* _EXERCISE REQUIREMENTS_: Write the records below out again exactly as given, with no images.

* _DATA TO USE_:
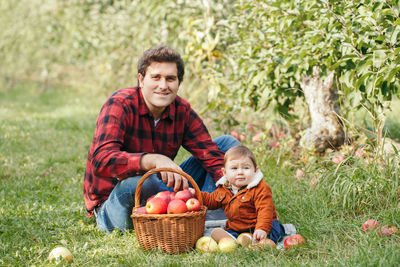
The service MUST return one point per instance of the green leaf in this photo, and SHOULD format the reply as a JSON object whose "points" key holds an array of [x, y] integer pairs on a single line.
{"points": [[379, 57]]}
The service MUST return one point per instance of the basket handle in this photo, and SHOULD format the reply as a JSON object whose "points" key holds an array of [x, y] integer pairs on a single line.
{"points": [[157, 170]]}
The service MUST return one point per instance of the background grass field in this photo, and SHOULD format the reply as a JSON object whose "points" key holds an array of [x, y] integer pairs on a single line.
{"points": [[44, 139]]}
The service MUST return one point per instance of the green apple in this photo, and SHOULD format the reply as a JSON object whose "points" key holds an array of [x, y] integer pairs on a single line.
{"points": [[206, 244], [227, 244], [59, 253]]}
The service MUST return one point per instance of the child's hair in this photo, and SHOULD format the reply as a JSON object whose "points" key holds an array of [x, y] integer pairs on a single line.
{"points": [[239, 151]]}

* _ANSWER TO THIS PROBLEM_:
The service MUST return one point per instance of the green leaf in this photo, and SHOULD format the reply as a JSON object whose "points" key holds an array of [x, y] integer pairs on a single line.
{"points": [[379, 57]]}
The service MUST return one point per instance of the basket handle in this photo, and SHOULD format the reply as a JSON object whose "points" key holds an array of [x, y] integer pairs on a single line.
{"points": [[157, 170]]}
The service MUST return one point per instance of the background grass field in this photo, and SHOULD format the reply as a JSON object whose "points" key holds an array of [x, y] integer pairs on a single line.
{"points": [[44, 139]]}
The service MUST return one point per instance of the green apple in this photo, and SHOULD format the reply as a JSON object whose "points" key holds an array of [x, y] integer pairs on a single line.
{"points": [[206, 244], [227, 244], [59, 253]]}
The service MUST return one point per instance of the child's hair in this photo, and SHOULD format the reply as a JSON object whose "points" key holds an array of [x, y] integer pairs on a single line.
{"points": [[239, 151]]}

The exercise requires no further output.